What you should do:
Your answer must be an exact transcription of every record.

Saved entries
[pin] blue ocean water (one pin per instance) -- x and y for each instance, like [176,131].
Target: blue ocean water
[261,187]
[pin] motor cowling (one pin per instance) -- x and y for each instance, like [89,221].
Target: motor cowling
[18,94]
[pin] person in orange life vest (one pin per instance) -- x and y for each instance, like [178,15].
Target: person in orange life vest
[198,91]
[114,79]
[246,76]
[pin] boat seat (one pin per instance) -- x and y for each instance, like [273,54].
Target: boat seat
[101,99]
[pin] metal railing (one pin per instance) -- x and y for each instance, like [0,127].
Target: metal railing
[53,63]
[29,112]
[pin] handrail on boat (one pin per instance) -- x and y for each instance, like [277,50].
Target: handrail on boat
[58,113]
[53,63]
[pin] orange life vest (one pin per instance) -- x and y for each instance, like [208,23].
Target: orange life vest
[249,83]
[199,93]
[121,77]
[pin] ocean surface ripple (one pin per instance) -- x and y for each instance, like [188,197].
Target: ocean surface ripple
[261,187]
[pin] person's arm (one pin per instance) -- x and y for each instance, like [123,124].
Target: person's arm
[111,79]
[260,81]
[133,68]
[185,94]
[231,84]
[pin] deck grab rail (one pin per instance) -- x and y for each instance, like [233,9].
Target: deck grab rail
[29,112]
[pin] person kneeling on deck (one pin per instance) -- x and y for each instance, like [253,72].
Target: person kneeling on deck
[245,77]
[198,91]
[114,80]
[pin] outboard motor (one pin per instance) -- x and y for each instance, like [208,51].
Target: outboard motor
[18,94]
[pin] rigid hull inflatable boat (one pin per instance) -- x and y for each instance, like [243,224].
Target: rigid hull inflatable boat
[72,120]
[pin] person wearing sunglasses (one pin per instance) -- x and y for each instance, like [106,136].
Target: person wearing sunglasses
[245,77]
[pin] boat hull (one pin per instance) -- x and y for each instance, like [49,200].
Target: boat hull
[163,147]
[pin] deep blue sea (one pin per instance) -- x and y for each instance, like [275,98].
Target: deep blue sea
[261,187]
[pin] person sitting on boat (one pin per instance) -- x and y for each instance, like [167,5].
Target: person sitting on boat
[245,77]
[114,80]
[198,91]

Response to this exercise:
[pin] blue ocean water (one pin per instance) -- x and y for each instance, like [176,131].
Target: blue ocean water
[261,187]
[pin] motor cowling (one pin per instance) -- x and y for each instance, like [89,221].
Target: motor cowling
[18,94]
[pin] person in orange life vest (one pin per instance) -- x and y for each instance, like [178,15].
Target: person in orange life vest
[198,91]
[114,79]
[246,76]
[pin] boat seat (one pin per instance) -- x and y for each instance, like [273,54].
Target: boat seat
[101,99]
[pin] metal railing (one pin per instance) -- x and y for each instance, like [0,127].
Target: metal railing
[53,63]
[29,112]
[pin] handrail on boat (one pin per instance) -- x and y for each instance, like [277,50].
Target: handrail on boat
[58,113]
[53,63]
[pin] orange life vest (one pin per instance) -- x and y for each instance, like [208,23].
Target: orange life vest
[249,83]
[199,93]
[121,77]
[pin] ocean surface ripple (one pin per instance) -- x and y for each instance, like [188,197].
Target: ocean surface ripple
[261,187]
[pin] person's arm (one pin per instance) -- x and y for each instance, like [123,124].
Target: person's arm
[111,79]
[260,81]
[133,68]
[185,94]
[231,84]
[pin] deck grab rail (one pin per instance) -- x and y for each instance, like [233,9].
Target: deck grab rail
[29,112]
[pin] person kneeling on deck (one pin per instance) -- x and y for each instance, like [253,72].
Target: person kneeling on deck
[245,77]
[198,91]
[114,80]
[pin] outboard motor (one pin per instance) -- x and y for each instance, like [208,51].
Target: outboard motor
[18,94]
[pin] rigid hull inflatable boat (one pin per instance) -- x and y for each instance, like [243,224].
Target: rigid hull inflatable boat
[72,120]
[pin] person wearing sunglasses (one pin per instance) -- x and y for each instance, like [106,136].
Target: person wearing sunglasses
[245,77]
[pin] boat hull (one pin per instance) -- x and y for each instance, like [49,200].
Target: boat hull
[163,147]
[pin] deep blue sea (one pin per instance) -- x and y for each instance, like [275,98].
Target: deep blue sea
[261,187]
[pin] person sitting on boat (one pin per instance) -- x and y for each instance, like [167,5].
Target: person sitting on boat
[245,77]
[114,80]
[198,91]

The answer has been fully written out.